§ **Exercise**:
Rewrite the data below, starting with the line that contains "Indicate every instance of the haze" and going on through the end of the data, replacing "field-survey log" with "survey record" and leaving everything else unchanged.

### Supplied material

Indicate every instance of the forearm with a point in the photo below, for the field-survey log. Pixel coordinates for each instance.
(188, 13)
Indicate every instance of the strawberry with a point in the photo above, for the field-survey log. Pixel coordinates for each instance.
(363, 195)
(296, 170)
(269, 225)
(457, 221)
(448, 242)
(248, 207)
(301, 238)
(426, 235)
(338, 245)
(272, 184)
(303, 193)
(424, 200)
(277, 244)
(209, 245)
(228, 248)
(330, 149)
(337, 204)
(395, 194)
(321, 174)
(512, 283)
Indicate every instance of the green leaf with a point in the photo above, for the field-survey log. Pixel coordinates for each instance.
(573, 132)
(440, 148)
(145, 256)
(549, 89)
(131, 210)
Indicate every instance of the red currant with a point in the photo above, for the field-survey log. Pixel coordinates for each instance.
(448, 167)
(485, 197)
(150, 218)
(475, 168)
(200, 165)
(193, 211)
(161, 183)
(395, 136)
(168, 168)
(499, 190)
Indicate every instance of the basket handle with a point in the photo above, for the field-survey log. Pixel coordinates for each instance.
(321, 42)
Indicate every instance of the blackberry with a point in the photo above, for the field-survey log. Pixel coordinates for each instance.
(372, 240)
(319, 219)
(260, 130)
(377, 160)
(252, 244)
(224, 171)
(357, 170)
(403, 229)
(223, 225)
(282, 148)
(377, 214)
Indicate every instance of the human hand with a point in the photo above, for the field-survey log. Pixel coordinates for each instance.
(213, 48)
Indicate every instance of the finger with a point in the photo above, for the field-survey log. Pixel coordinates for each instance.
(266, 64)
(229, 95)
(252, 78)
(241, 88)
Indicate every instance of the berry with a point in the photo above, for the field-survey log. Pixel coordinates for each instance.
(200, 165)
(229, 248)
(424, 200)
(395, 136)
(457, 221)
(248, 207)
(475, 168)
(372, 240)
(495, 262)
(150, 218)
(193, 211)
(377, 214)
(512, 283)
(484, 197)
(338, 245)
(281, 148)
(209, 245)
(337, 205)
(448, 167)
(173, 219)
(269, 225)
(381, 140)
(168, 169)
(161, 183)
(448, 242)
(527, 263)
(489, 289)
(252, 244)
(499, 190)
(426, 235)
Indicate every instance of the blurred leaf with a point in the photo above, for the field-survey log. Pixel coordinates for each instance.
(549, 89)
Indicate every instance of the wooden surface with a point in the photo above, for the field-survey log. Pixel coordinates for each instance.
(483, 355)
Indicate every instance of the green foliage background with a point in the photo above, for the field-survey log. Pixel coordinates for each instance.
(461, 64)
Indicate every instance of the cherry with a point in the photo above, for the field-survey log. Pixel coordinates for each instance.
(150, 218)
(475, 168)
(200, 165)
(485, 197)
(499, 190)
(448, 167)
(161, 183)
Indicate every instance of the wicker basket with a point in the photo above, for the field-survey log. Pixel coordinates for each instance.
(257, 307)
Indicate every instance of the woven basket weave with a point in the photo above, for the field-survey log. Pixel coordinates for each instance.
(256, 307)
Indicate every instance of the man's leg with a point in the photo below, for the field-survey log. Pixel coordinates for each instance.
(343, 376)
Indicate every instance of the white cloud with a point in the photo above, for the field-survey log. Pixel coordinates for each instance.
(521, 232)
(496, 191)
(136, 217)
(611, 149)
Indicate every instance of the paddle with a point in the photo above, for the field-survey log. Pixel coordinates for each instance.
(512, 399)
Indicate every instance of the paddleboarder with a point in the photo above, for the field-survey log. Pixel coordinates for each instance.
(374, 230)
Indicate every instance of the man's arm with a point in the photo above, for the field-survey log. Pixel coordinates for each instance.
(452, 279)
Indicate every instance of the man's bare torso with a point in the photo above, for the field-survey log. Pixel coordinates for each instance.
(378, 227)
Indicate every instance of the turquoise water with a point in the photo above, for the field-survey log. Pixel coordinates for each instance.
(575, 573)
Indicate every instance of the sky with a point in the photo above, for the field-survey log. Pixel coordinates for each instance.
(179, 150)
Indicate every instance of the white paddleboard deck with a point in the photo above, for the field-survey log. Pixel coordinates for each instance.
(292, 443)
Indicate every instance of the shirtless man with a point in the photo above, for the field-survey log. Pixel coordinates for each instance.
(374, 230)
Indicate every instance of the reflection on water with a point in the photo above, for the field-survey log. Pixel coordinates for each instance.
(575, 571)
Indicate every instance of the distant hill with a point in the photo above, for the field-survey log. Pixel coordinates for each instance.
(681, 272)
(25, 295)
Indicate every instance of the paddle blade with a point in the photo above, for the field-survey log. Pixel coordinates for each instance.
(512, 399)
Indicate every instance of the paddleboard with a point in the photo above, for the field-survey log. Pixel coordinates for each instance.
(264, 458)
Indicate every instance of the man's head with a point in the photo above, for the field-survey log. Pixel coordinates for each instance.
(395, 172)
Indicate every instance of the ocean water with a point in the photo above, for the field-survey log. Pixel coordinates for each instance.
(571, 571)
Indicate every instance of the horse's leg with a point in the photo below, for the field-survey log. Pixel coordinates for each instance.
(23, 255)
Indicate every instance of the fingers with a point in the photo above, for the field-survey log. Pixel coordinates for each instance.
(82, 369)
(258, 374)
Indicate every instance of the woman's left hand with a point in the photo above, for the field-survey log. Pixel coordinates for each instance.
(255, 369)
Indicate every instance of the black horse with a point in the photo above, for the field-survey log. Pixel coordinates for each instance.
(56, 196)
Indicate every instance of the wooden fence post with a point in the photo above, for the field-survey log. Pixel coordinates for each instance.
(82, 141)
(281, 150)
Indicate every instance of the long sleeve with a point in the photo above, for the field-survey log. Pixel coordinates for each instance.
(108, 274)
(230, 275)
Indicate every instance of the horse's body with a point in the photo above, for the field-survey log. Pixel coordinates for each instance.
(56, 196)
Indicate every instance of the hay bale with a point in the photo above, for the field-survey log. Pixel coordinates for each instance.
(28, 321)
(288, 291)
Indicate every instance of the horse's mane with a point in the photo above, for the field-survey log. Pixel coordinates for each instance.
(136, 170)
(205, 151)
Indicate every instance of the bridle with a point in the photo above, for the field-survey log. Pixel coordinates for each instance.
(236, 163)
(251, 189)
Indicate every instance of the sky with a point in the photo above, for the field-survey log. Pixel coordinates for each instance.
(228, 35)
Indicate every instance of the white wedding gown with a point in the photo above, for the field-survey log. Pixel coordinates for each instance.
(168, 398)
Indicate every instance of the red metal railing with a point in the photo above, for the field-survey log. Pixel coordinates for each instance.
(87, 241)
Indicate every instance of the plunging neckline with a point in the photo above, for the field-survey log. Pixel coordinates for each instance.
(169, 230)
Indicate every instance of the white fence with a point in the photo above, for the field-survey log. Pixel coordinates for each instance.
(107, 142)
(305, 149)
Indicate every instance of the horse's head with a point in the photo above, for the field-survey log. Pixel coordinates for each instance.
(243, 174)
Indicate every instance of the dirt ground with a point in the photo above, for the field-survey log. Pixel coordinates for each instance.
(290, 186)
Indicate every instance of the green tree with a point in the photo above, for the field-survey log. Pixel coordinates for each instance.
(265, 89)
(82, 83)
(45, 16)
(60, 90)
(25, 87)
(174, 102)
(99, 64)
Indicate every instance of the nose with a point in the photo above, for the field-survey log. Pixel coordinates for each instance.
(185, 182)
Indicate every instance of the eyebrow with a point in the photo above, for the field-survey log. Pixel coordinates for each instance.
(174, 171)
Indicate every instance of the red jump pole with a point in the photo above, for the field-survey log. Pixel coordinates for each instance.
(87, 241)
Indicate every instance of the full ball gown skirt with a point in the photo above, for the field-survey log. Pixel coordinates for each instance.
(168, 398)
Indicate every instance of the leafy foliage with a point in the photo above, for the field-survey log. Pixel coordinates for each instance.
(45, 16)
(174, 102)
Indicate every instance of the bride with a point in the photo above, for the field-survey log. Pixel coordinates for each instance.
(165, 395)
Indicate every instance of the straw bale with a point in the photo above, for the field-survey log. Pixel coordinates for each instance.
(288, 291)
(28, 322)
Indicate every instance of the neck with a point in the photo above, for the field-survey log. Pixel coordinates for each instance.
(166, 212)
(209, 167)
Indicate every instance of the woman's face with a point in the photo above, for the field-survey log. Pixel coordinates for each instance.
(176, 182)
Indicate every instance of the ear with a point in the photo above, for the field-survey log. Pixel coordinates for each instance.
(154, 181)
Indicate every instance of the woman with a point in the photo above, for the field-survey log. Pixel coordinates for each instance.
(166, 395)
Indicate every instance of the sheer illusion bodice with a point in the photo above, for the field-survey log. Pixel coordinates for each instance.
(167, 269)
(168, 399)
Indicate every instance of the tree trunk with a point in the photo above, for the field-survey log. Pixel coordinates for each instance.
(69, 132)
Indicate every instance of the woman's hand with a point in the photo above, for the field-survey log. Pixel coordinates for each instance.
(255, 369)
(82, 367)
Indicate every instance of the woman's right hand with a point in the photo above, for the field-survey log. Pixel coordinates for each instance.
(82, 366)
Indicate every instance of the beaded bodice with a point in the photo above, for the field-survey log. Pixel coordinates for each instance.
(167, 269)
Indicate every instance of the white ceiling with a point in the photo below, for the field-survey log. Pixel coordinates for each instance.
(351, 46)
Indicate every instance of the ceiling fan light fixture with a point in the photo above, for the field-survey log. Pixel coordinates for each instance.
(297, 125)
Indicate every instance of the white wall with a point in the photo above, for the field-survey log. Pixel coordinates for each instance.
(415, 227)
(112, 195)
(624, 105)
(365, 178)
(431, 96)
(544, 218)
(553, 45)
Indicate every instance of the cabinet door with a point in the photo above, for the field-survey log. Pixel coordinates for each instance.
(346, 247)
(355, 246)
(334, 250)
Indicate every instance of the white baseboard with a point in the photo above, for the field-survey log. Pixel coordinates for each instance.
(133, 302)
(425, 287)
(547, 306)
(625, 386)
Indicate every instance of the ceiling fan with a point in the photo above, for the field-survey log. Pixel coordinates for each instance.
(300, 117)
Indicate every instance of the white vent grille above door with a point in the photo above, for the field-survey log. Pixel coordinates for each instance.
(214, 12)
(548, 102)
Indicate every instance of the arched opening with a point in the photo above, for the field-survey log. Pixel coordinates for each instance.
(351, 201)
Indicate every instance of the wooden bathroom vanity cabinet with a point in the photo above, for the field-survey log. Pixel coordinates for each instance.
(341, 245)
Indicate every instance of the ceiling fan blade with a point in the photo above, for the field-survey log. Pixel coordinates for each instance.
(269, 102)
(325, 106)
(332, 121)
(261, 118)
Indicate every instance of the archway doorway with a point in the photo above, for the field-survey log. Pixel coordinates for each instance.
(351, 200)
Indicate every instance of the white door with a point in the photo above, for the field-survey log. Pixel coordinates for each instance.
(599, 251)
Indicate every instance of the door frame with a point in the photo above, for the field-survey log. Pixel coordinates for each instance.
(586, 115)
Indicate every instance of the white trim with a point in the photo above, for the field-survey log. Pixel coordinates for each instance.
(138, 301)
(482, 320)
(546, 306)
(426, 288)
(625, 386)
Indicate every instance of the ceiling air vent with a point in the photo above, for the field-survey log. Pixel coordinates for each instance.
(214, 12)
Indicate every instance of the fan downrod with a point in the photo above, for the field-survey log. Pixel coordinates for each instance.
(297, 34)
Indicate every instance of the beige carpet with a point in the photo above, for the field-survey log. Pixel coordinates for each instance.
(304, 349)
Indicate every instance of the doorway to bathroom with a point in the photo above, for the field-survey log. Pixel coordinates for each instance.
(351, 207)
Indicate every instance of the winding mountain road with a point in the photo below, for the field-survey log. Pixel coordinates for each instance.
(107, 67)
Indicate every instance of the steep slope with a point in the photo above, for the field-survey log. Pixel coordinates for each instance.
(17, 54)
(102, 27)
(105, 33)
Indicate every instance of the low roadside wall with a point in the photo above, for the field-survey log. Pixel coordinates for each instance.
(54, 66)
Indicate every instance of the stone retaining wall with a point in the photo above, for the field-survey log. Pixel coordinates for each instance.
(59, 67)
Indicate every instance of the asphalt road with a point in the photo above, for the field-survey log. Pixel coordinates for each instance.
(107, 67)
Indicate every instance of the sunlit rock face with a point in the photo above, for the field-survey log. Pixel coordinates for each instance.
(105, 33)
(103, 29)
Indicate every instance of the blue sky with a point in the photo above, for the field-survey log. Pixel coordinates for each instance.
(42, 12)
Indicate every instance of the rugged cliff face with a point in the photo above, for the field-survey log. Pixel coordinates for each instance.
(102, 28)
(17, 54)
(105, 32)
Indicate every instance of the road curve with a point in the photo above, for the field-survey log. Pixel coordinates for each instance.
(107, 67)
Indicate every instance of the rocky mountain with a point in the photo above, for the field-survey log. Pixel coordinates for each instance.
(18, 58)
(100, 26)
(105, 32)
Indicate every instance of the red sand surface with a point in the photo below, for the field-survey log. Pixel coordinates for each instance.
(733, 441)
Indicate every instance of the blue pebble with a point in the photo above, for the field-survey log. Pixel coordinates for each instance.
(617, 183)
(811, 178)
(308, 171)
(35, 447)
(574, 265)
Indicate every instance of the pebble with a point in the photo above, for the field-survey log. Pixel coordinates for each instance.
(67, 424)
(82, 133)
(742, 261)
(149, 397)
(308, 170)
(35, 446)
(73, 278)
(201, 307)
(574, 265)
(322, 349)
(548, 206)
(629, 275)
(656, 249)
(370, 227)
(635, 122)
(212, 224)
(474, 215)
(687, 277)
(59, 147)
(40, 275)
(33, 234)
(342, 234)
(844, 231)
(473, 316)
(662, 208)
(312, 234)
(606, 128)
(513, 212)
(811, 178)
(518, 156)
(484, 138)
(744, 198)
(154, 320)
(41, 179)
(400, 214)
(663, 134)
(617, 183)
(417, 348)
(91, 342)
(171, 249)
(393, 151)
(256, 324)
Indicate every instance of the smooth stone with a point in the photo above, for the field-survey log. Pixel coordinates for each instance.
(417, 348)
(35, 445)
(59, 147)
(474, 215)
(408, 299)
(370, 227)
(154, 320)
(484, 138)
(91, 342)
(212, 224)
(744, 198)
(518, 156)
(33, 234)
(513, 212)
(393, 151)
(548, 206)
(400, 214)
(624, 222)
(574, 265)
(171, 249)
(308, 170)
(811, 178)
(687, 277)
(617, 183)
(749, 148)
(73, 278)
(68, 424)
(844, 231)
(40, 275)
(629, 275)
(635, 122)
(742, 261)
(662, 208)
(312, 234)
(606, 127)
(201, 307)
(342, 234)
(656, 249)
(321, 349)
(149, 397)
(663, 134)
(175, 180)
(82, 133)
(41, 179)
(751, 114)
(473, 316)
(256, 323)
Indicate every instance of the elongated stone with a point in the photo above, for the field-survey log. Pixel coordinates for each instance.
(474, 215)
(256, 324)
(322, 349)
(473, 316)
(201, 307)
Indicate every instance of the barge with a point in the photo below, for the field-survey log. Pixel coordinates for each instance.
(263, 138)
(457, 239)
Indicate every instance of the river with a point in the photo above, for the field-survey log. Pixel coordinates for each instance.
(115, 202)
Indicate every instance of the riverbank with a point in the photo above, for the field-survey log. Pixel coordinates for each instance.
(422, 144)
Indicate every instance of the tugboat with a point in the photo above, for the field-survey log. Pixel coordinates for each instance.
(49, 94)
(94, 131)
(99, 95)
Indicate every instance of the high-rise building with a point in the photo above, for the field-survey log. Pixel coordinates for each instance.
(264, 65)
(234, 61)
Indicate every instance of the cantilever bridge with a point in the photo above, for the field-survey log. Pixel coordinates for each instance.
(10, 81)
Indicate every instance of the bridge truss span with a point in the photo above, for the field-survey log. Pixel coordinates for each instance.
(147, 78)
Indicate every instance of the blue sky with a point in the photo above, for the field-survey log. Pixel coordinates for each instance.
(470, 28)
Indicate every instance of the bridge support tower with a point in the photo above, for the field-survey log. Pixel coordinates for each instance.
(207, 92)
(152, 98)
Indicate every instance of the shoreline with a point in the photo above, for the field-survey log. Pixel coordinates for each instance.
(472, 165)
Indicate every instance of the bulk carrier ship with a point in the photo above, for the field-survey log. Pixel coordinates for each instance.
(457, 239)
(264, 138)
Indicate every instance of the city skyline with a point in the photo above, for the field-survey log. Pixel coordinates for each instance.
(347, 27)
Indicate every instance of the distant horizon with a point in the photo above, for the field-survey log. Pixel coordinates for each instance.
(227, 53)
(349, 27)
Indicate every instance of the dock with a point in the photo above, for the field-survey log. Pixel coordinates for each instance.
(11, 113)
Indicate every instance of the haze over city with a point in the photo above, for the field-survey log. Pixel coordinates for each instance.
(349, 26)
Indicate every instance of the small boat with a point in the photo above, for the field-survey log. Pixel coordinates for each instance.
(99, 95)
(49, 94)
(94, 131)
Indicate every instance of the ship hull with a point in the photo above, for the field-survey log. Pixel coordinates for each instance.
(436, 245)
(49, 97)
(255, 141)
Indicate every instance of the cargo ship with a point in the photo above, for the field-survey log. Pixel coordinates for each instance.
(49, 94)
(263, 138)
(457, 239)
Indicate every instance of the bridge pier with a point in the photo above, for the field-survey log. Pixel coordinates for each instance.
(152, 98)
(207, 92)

######

§ **Output below**:
Indicate every instance of the haze over city with a point in the photo above, for the survey record. Pixel coordinates for each instance.
(349, 26)
Indicate every instance of the small boat with a point in the photo above, for the survey record. Pixel coordinates for each instance.
(99, 95)
(49, 94)
(94, 131)
Indicate every instance of the ship hull with a point in the photo above, for the survey record. Pixel coordinates for each instance.
(436, 245)
(49, 97)
(255, 141)
Indicate every instance of the cargo ship with a point in the photo above, for the survey record. Pixel coordinates for each instance.
(49, 94)
(263, 138)
(457, 239)
Indicate every instance of the bridge pier with a point in the photo above, for the survey record. Pixel coordinates for each instance.
(152, 98)
(207, 92)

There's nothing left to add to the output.